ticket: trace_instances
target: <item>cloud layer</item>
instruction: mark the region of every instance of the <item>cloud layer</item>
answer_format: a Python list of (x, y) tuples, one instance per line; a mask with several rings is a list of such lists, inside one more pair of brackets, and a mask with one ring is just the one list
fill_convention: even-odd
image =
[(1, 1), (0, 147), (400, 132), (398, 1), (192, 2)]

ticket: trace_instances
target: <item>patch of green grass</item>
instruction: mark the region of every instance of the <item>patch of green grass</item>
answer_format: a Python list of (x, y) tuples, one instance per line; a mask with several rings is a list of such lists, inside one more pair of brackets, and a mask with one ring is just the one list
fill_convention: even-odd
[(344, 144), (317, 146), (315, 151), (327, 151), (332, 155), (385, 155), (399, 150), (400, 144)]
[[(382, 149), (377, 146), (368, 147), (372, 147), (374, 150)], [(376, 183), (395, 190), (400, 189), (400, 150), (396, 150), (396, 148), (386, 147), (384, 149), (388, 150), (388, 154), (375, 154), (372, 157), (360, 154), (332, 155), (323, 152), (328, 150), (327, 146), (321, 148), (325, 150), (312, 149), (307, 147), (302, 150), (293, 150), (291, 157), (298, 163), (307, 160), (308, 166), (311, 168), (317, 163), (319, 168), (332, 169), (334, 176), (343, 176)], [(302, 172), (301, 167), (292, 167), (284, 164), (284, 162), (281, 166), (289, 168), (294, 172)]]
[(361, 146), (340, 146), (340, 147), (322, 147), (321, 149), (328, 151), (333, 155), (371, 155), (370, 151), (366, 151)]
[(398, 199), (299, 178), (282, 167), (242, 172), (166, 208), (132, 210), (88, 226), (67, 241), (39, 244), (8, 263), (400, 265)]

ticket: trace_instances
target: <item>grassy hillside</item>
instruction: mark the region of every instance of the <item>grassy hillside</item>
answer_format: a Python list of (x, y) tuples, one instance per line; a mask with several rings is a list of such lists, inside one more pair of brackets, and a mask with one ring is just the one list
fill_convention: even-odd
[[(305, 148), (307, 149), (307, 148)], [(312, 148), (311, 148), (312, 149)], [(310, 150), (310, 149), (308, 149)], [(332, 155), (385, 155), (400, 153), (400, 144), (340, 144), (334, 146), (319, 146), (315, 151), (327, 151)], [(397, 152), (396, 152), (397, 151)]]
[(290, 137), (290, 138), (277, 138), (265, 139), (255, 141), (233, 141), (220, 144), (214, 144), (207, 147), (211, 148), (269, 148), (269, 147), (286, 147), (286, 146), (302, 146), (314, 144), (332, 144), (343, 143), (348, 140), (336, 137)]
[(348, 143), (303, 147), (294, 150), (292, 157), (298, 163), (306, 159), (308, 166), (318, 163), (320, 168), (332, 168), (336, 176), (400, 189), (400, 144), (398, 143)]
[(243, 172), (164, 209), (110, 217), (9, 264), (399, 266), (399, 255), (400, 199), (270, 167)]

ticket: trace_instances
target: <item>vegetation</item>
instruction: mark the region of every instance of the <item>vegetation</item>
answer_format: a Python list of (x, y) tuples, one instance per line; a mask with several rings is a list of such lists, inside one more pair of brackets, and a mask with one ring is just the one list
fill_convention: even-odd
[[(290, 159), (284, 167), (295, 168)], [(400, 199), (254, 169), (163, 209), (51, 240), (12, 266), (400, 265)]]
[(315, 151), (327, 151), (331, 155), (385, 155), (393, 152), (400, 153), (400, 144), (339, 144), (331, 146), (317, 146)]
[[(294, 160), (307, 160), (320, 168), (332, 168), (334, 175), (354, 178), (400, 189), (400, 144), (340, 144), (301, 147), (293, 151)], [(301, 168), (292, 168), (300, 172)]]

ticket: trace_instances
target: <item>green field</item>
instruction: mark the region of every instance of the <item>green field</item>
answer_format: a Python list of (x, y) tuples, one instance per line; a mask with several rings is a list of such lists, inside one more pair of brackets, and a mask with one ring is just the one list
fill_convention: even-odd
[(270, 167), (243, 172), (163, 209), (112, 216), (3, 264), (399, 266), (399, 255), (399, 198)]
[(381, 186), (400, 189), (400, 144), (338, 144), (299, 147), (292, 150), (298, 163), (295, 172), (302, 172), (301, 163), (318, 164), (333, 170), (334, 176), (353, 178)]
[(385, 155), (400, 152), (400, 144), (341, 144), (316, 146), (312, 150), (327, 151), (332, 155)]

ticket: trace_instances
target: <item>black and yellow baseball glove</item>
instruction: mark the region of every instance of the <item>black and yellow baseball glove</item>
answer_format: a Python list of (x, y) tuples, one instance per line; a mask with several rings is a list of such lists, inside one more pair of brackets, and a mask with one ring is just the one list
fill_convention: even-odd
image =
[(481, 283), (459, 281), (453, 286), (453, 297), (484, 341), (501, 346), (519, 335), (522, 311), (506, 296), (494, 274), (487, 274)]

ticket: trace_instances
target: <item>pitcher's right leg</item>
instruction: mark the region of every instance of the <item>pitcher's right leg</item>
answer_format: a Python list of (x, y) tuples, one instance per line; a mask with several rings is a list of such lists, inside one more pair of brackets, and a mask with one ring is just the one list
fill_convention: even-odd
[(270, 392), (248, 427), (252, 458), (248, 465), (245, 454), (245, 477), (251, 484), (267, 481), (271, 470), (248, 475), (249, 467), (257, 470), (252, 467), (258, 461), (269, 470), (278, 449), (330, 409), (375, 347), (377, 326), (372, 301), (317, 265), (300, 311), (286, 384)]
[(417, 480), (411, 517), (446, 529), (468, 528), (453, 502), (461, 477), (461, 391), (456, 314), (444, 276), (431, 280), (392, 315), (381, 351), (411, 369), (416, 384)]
--
→ TASK DESCRIPTION
From the start of the data to the line that holds "the <item>patch of green grass</item>", retype each line exactly, with both ends included.

→ SOLUTION TO THE PROBLEM
ticket: trace_instances
target: <item>cloud layer</item>
instruction: mark the region of every instance of the <item>cloud layer</item>
answer_format: a Python list of (x, y) tuples, one instance per line; a mask with several rings is a list of such lists, inside one more pair of brackets, and a mask with one ring is just the one list
fill_convention: even-odd
image =
[(1, 1), (0, 147), (400, 132), (398, 1), (192, 2)]

ticket: trace_instances
target: <item>patch of green grass</item>
instruction: mark the region of every instance of the <item>patch of green grass</item>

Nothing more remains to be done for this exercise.